▸ **PASSAGE SHOWN**:
# Battery needed for Barn Burner



## elnino (Oct 30, 2011)

_Closed to comply with forum rules._


Hello all,

Has anyone had to replace their battery pack for their Barn Burner recently?
I am unable to locate any cells for the pack (ICR18650-22E, SAMSUNG SDI). My
BB is at XeVision awaiting replacement of a circuit board, but my battery pack
is also bad and XeVision does not have any batteries and can't get anymore.
They suggested purchasing a battery from batteryjunction. I called
Battery Junction but they do not have any spare battery packs for their
Titanium Innovations L70 (Barn Burner clone). I had XeVision send me the bad
battery pack so that I can build my own pack or try to find someone to rebuild
it for me.

If someone out there has already built a replacement pack for their BB, please
let me know how you went about it; specifically, what batteries did you use,
where did you purchase them, shrink wrap used, etc. Any help would be greatly
appreciated. If anyone has a GOOD spare BB battery pack for sale, please send
me a PM with details. Thanks.

Edward


----------



## xul (Oct 31, 2011)

For a 75W light and a runtime of >h hours you'd need >75 w-h of battery capacity at your particular discharge current.

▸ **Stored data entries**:
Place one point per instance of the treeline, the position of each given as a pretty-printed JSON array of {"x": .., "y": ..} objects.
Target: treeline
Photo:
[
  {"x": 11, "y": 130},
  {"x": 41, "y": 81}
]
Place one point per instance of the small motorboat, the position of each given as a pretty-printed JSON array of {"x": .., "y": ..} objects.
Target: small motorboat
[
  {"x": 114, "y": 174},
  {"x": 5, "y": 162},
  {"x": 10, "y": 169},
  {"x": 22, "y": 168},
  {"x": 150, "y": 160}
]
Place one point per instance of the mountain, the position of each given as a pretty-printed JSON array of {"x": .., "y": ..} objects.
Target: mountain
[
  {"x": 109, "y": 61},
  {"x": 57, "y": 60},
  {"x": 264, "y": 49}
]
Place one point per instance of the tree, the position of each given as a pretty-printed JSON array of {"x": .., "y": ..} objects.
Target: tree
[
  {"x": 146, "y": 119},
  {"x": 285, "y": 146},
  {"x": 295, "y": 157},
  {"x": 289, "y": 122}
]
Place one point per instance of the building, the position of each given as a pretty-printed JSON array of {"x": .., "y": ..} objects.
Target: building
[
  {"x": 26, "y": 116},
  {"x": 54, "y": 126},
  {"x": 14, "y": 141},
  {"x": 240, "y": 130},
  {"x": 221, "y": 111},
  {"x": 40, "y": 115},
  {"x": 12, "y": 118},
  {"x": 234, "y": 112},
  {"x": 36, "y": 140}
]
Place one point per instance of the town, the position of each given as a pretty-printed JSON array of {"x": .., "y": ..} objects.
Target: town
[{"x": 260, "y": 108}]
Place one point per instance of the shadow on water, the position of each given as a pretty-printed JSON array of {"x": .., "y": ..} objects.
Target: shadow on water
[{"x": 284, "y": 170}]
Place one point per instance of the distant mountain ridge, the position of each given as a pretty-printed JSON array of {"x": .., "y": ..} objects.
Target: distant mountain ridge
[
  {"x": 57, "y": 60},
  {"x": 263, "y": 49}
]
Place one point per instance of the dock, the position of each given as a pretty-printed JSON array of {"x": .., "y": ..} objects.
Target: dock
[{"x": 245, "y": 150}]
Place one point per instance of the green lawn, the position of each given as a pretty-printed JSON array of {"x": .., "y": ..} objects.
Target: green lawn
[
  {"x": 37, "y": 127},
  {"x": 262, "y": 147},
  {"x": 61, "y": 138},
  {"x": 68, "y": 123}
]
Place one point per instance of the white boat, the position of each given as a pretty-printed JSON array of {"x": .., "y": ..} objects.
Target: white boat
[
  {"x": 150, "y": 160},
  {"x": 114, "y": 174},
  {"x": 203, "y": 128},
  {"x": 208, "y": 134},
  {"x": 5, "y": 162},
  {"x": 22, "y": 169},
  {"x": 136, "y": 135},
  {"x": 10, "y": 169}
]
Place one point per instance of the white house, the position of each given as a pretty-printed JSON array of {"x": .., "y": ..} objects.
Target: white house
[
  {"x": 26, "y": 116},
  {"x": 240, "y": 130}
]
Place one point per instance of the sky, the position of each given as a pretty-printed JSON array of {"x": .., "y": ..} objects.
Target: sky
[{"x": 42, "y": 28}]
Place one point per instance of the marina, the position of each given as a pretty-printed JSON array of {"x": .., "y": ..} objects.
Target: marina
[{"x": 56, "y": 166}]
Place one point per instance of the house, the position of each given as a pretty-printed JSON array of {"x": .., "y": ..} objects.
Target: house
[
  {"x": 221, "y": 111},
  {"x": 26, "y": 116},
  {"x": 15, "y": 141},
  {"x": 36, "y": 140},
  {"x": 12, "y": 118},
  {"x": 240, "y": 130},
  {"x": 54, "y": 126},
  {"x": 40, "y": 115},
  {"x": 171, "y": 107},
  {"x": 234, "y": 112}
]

▸ **REQUIREMENT 1**: In the Barn Burner battery thread, what circuit-board repair is Edward's Barn Burner waiting for, and where?
▸ **REQUIREMENT 2**: Pick up the Barn Burner battery thread where it stops.

▸ **EXERCISE ANSWER 1**: It is at XeVision, waiting for a circuit board to be replaced.

▸ **EXERCISE ANSWER 2**:
The guy up the street wanted to replace the batteries in his electric scooter but your problem is easier since scooter power draw depends on a lot of factors. A constraint on his choice based on what I knew at the time about batteries [and his budget] was that we pretty well had to stick to deep cycle SLA.


----------



## BVH (Oct 31, 2011)

There are a couple places online that sell cells of all types and fabricate packs as a routine. ICR18650 is a typical Lithium Ion, probably a 2200 mAh capacity cell. I'd call CheapBatteryPacks.com and ask them about making up a pack for you using at least 18650, 2600 or even 2900 mAh cells. They can make them in any configuration. You could probably send them the old pack and they can copy it. I'm not completely sure, but I think all the circuitry/intelligence for the light is on the board, not wrapped in the pack itself. The circuitry won't care whether the capacity of the cells is less, more or the same. It is really a very simple task.


----------



## PoliceScannerMan (Oct 31, 2011)

As a barnburner owner, I am interested in what u come up with.


----------



## XeRay (Oct 31, 2011)

There is a circuit board in the pack, it also must be retained.


----------



## BVH (Oct 31, 2011)

Still great to have your participation here on the board, Dan! Thank you!


----------



## BVH (Oct 31, 2011)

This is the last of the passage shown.